◆ **PROBLEM DETAILS**
Extend the excerpt on federal subsidies for public land ranchers in the arid West, picking up right after its final sentence.

WHIP was absorbed by the EQIP program after 2013.
It’s obvious that, unless the situation changes, U.S. taxpayers will be on the hook for continually increasing amounts of government assistance to public land ranchers as the megadrought in the Desert Southwest likely continues and intensifies due to climate change. In fact, some scientists are no longer calling it a drought, but permanent aridification. The situation is especially egregious in a state like Arizona, which is mostly desert that’s inherently unsuited for livestock grazing.
The absurdity of the federal government’s current drought strategy for managing livestock grazing on public lands in the arid West is highlighted by the fact that public ranchers are simultaneously receiving EQIP to maintain grazing and LFP because it’s not sustainable. It’s time for Congress to stop throwing good money after bad by reducing subsidies for public land ranchers. They can start by raising the public land grazing fee to the market rate, as the federal fee has been only $1.35 per cow per month since 2020.

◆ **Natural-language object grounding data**
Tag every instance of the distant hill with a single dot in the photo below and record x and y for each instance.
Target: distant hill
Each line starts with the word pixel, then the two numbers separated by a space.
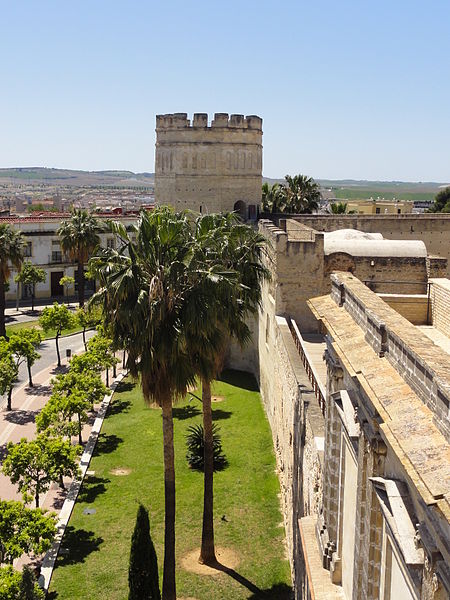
pixel 345 189
pixel 43 175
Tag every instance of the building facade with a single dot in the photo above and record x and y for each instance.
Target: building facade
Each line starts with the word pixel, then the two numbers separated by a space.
pixel 209 168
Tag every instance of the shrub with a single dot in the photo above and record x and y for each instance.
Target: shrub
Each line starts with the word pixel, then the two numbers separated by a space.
pixel 195 449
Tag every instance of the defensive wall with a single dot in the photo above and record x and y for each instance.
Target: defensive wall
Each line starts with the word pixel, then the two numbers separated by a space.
pixel 432 229
pixel 209 168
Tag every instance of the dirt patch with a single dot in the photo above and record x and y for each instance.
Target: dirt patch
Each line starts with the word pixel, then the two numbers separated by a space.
pixel 120 471
pixel 217 398
pixel 226 559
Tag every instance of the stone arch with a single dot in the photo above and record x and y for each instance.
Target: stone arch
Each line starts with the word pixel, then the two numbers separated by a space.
pixel 240 207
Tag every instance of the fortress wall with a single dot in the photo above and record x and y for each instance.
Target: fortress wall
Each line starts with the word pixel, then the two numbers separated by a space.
pixel 296 423
pixel 208 168
pixel 432 229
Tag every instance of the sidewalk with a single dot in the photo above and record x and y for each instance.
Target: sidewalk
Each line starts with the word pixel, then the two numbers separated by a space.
pixel 20 422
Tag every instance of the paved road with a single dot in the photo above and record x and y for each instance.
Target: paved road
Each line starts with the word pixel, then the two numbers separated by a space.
pixel 47 350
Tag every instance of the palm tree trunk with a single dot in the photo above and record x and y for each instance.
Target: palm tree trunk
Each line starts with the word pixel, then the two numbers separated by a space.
pixel 57 349
pixel 80 283
pixel 207 553
pixel 30 380
pixel 169 587
pixel 2 307
pixel 80 439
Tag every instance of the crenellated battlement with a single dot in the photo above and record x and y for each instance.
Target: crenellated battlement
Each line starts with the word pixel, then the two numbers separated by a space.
pixel 200 120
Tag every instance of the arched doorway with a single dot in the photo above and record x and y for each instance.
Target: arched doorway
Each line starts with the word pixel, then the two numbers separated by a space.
pixel 241 208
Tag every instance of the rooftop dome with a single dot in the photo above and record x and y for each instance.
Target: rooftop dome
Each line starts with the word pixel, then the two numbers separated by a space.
pixel 359 243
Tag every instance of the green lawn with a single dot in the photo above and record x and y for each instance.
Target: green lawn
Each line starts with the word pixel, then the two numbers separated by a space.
pixel 29 324
pixel 247 512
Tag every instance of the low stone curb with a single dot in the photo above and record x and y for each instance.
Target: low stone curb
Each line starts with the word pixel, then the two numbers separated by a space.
pixel 49 561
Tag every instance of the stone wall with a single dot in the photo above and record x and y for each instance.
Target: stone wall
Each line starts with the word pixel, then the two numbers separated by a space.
pixel 414 308
pixel 432 229
pixel 208 168
pixel 440 305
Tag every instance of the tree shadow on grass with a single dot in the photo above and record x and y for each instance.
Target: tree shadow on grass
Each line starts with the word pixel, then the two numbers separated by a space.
pixel 241 379
pixel 107 443
pixel 219 414
pixel 79 543
pixel 279 591
pixel 92 487
pixel 126 386
pixel 185 412
pixel 118 406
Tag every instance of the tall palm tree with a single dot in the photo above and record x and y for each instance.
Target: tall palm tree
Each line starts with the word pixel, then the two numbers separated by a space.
pixel 338 208
pixel 273 198
pixel 235 250
pixel 302 194
pixel 79 238
pixel 147 291
pixel 11 253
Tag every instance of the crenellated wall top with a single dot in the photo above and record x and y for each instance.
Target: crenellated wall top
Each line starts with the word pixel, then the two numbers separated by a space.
pixel 200 120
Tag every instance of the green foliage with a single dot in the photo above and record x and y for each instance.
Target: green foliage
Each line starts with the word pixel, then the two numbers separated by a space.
pixel 24 530
pixel 9 583
pixel 29 588
pixel 30 274
pixel 300 195
pixel 338 208
pixel 195 448
pixel 57 317
pixel 143 580
pixel 34 464
pixel 8 369
pixel 441 201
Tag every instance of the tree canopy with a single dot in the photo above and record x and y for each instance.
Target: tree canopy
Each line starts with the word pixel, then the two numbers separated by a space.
pixel 441 201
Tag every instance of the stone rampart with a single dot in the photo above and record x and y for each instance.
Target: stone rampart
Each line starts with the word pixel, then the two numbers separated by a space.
pixel 209 168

◆ **RESPONSE TO THIS TASK**
Furthermore, they should allocate money to a fund that would be used to fairly compensate ranchers who are willing to voluntarily relinquish their grazing permits so their allotments can be permanently retired. And in the meantime, federal land managers should stop initiating grazing on vacant grazing allotments and unused pastures during drought.
Updates
On January 21, 2021, the Tonto National Forest Supervisor issued a letter to the Forest’s grazing permittees wherein he acknowledged the growing severity of the drought, but promised them, “I commit to not requiring removal of all cattle from the Tonto Forest as a forest-wide decision.”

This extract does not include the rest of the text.